- _The data_
'''

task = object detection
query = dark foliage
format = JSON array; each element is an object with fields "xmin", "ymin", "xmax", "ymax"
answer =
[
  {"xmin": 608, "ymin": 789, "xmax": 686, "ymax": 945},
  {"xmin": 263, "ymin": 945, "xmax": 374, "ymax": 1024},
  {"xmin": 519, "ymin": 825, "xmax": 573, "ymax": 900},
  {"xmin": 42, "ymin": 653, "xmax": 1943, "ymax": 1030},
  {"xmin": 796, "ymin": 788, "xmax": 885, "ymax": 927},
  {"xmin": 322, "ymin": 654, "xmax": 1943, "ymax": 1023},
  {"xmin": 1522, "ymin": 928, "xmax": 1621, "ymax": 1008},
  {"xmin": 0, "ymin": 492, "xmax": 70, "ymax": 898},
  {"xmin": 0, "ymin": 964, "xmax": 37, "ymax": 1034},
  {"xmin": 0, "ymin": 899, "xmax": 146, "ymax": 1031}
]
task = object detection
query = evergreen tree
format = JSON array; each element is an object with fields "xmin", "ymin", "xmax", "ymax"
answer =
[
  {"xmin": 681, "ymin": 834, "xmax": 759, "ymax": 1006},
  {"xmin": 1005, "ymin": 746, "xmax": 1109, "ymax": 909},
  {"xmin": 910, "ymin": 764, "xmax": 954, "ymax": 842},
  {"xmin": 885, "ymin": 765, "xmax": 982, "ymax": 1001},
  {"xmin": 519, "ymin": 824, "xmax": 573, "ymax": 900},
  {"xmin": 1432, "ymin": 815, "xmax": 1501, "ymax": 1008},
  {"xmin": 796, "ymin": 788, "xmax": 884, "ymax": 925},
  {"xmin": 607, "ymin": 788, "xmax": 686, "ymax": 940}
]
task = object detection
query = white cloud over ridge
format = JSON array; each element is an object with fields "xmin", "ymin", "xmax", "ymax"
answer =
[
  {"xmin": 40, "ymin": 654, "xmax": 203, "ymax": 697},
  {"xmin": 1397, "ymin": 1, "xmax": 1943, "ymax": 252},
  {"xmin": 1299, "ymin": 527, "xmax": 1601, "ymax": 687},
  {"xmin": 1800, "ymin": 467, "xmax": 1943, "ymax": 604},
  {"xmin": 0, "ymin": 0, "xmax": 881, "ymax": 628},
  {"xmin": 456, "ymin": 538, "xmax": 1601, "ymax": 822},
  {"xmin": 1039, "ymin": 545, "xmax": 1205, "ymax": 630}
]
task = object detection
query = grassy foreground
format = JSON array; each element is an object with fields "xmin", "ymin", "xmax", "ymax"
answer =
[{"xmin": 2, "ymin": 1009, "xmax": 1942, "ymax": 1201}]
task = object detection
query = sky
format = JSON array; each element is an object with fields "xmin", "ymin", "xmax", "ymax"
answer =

'''

- _About this task_
Print out all the material above, unaltered.

- _Response area_
task = object detection
query = dark foliage
format = JSON array; each element is an object with fields "xmin", "ymin", "xmax", "ymax"
answer =
[
  {"xmin": 608, "ymin": 789, "xmax": 686, "ymax": 945},
  {"xmin": 263, "ymin": 945, "xmax": 374, "ymax": 1024},
  {"xmin": 519, "ymin": 825, "xmax": 573, "ymax": 900},
  {"xmin": 42, "ymin": 653, "xmax": 1943, "ymax": 1030},
  {"xmin": 796, "ymin": 788, "xmax": 885, "ymax": 927},
  {"xmin": 322, "ymin": 654, "xmax": 1943, "ymax": 1023},
  {"xmin": 1522, "ymin": 928, "xmax": 1621, "ymax": 1008},
  {"xmin": 0, "ymin": 492, "xmax": 70, "ymax": 898},
  {"xmin": 0, "ymin": 964, "xmax": 37, "ymax": 1034},
  {"xmin": 0, "ymin": 899, "xmax": 146, "ymax": 1031}
]
task = object detection
query = evergreen tree
format = JSON array; each element is an object with fields "xmin", "ymin", "xmax", "ymax"
answer =
[
  {"xmin": 681, "ymin": 834, "xmax": 759, "ymax": 1006},
  {"xmin": 1005, "ymin": 746, "xmax": 1109, "ymax": 909},
  {"xmin": 910, "ymin": 764, "xmax": 954, "ymax": 842},
  {"xmin": 885, "ymin": 765, "xmax": 982, "ymax": 1001},
  {"xmin": 519, "ymin": 824, "xmax": 573, "ymax": 900},
  {"xmin": 1432, "ymin": 815, "xmax": 1501, "ymax": 1008},
  {"xmin": 796, "ymin": 788, "xmax": 884, "ymax": 925},
  {"xmin": 607, "ymin": 788, "xmax": 686, "ymax": 940}
]
task = object detection
query = white cloud over ridge
format = JSON array; each element is an object with fields "xmin", "ymin", "xmax", "ymax"
answer =
[
  {"xmin": 40, "ymin": 654, "xmax": 203, "ymax": 697},
  {"xmin": 1397, "ymin": 1, "xmax": 1943, "ymax": 252},
  {"xmin": 1299, "ymin": 527, "xmax": 1601, "ymax": 687},
  {"xmin": 1800, "ymin": 467, "xmax": 1943, "ymax": 604},
  {"xmin": 0, "ymin": 0, "xmax": 881, "ymax": 628},
  {"xmin": 456, "ymin": 538, "xmax": 1601, "ymax": 822},
  {"xmin": 1039, "ymin": 545, "xmax": 1205, "ymax": 630}
]
task = object detection
query = grassy foreground
format = JSON array; each element is an object with fields "xmin", "ymin", "xmax", "ymax"
answer =
[{"xmin": 2, "ymin": 1009, "xmax": 1942, "ymax": 1201}]
task = object detection
query = sky
format = JSON array; each element is an object with fields "xmin", "ymin", "xmax", "ymax"
answer =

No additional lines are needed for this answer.